## The task
All entries must be extracted exactly, with nothing added or dropped.

---------------

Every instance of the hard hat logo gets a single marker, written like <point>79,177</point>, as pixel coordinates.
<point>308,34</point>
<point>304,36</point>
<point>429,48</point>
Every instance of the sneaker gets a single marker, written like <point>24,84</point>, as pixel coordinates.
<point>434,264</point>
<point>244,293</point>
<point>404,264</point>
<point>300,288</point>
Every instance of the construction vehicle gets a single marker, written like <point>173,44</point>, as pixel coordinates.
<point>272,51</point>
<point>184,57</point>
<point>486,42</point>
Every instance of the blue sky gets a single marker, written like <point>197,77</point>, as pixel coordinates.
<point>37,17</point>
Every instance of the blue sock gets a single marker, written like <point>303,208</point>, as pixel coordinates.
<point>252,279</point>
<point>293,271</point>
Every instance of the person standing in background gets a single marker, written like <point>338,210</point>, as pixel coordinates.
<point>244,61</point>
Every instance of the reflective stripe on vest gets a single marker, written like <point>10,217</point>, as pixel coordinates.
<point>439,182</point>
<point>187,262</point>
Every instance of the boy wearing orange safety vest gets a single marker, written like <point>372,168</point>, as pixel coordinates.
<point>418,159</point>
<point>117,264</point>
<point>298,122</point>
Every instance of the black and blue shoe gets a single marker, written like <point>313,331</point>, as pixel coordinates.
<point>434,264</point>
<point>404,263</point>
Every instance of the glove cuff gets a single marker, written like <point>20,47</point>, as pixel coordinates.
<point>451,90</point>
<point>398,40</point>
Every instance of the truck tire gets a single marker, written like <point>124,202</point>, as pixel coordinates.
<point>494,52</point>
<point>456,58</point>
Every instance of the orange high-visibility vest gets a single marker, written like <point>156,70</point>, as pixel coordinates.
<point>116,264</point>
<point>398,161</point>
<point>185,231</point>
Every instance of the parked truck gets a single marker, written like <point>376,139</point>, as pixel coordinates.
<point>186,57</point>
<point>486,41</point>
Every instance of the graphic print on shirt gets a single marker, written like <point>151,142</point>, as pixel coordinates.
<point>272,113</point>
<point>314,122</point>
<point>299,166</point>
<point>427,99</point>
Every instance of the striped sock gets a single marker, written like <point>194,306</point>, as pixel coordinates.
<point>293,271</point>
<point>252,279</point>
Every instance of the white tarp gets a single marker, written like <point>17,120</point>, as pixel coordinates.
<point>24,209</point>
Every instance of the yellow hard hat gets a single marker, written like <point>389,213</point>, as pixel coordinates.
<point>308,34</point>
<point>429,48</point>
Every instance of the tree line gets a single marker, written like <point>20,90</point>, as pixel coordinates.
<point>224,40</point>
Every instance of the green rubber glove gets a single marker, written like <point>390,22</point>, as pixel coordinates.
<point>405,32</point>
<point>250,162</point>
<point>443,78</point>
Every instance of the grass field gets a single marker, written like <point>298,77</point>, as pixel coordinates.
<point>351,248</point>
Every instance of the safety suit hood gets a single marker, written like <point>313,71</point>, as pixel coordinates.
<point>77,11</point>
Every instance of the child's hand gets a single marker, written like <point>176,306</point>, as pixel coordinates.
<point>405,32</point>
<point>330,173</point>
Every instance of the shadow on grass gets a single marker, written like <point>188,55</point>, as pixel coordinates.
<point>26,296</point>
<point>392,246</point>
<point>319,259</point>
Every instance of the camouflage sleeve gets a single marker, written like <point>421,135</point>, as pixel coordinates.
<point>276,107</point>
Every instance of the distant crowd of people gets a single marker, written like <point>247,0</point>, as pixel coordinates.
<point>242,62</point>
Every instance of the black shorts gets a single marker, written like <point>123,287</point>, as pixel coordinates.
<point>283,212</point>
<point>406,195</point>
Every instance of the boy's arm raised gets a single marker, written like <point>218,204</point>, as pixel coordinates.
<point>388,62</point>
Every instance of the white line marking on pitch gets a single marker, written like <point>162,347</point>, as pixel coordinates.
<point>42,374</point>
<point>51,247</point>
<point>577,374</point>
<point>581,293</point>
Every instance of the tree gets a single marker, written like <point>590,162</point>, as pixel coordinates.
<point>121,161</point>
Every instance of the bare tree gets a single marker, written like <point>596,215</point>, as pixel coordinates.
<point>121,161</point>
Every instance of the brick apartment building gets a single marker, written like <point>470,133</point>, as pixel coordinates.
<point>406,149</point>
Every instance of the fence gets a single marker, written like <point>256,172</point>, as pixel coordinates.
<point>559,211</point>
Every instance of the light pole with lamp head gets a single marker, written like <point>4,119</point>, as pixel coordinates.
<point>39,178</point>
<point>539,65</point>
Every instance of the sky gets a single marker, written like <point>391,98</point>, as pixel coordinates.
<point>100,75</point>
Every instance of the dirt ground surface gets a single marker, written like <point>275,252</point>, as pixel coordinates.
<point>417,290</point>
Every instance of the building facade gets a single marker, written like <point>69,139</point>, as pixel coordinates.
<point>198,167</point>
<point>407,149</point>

---------------

## Output of the exercise
Every instance of the hard hat logo gets a single marker, written like <point>79,177</point>, as pixel coordinates.
<point>308,34</point>
<point>304,36</point>
<point>429,48</point>
Every instance of the sneaker gets a single marker, written like <point>24,84</point>, as pixel coordinates.
<point>434,264</point>
<point>244,293</point>
<point>404,264</point>
<point>300,288</point>
Every instance of the construction vehicle gets a single marker, written like <point>173,44</point>, as pixel coordinates.
<point>272,51</point>
<point>184,57</point>
<point>486,42</point>
Every instance of the blue sky gets a single marker, written like <point>197,77</point>, as pixel coordinates.
<point>37,17</point>
Every instance of the blue sock gets a single marker, written like <point>303,208</point>, as pixel coordinates.
<point>252,279</point>
<point>293,271</point>
Every instance of the person standing in background gets a single marker, written like <point>338,210</point>, as pixel coordinates.
<point>244,61</point>
Every instance of the reflective stripe on vest gets a single marker, written like <point>10,217</point>, as pixel coordinates.
<point>439,182</point>
<point>187,262</point>
Every instance of the boy wearing orange safety vest gets a single marker, written like <point>372,168</point>, as pixel coordinates.
<point>418,159</point>
<point>117,264</point>
<point>298,122</point>
Every instance of the black and blue shoe gets a single marker, written like <point>313,331</point>, as pixel coordinates.
<point>434,264</point>
<point>404,263</point>
Every instance of the glove cuff gets a single marker, written like <point>20,47</point>, as pixel coordinates.
<point>451,90</point>
<point>398,40</point>
Every instance of the truck tire gets a single marker, written like <point>124,202</point>, as pixel coordinates.
<point>494,52</point>
<point>456,58</point>
Every instance of the orange high-visibility vest gets a single marker, written like <point>156,70</point>, as pixel coordinates.
<point>116,264</point>
<point>398,161</point>
<point>185,231</point>
Every instance of the parked truck gets a single marker, written like <point>376,139</point>, as pixel coordinates.
<point>186,57</point>
<point>486,41</point>
Every instance of the graphic print on shirt gets a single marker, written like <point>151,142</point>, as pixel coordinates.
<point>272,113</point>
<point>314,122</point>
<point>299,166</point>
<point>427,99</point>
Every instance of the striped sock gets a single marker, written like <point>194,306</point>, as pixel coordinates.
<point>293,271</point>
<point>252,279</point>
Every instance of the white tarp gets a single marker, written like <point>17,120</point>, as pixel coordinates.
<point>24,209</point>
Every instance of the yellow hard hat gets a single marker, written like <point>389,213</point>, as pixel coordinates.
<point>308,34</point>
<point>429,48</point>
Every instance of the tree line gets a single marker, written like <point>20,90</point>, as pixel coordinates.
<point>224,40</point>
Every instance of the green rubber glove gets a single marker, written like <point>390,22</point>, as pixel coordinates.
<point>405,32</point>
<point>250,162</point>
<point>443,78</point>
Every instance of the grass field gets a single marker, written like <point>298,77</point>, as pixel coordinates.
<point>351,248</point>
Every instance of the safety suit hood gets a single marker, written like <point>313,71</point>, as pixel coordinates.
<point>77,11</point>
Every instance of the child's hand gets a single marker, written like <point>176,306</point>, as pixel coordinates.
<point>405,32</point>
<point>330,173</point>
Every instance of the shadow on grass gets a single marker, written like <point>188,55</point>, as pixel coordinates.
<point>26,296</point>
<point>392,246</point>
<point>319,259</point>
Every instance of the camouflage sleeve gets a single marker, written like <point>421,135</point>, as pixel coordinates.
<point>276,107</point>
Every instance of the distant crowd of people gets a single marker, written like <point>247,0</point>, as pixel coordinates.
<point>242,62</point>
Every instance of the black shorts gets a single marker, written like <point>123,287</point>, as pixel coordinates.
<point>283,212</point>
<point>406,195</point>
Every instance of the boy's arm raised gets a single marker, written like <point>218,204</point>, as pixel coordinates.
<point>388,62</point>
Every instance of the white line marking on pitch gets a single marker, written like <point>162,347</point>, as pixel coordinates.
<point>42,374</point>
<point>51,247</point>
<point>577,374</point>
<point>581,293</point>
Every instance of the tree gets a single marker, written like <point>590,162</point>, as pixel coordinates.
<point>121,161</point>
Every instance of the bare tree gets a single marker, written like <point>596,215</point>, as pixel coordinates.
<point>121,161</point>
Every instance of the brick apartment building gets a single marker, written like <point>470,133</point>, as pixel coordinates.
<point>406,149</point>
Every instance of the fence gets a single marker, written like <point>256,172</point>, as pixel coordinates.
<point>559,211</point>
Every instance of the light pole with lamp head gets a single marker, written like <point>4,119</point>, as pixel coordinates.
<point>39,178</point>
<point>539,65</point>
Every instance of the sky gets a single marker, written like <point>391,98</point>, as pixel coordinates.
<point>100,75</point>
Every instance of the dirt ground surface gets a single marker, written like <point>275,252</point>, as pixel coordinates.
<point>417,290</point>
Every instance of the building facade gets a single marker, written like <point>69,139</point>, as pixel coordinates.
<point>198,167</point>
<point>407,149</point>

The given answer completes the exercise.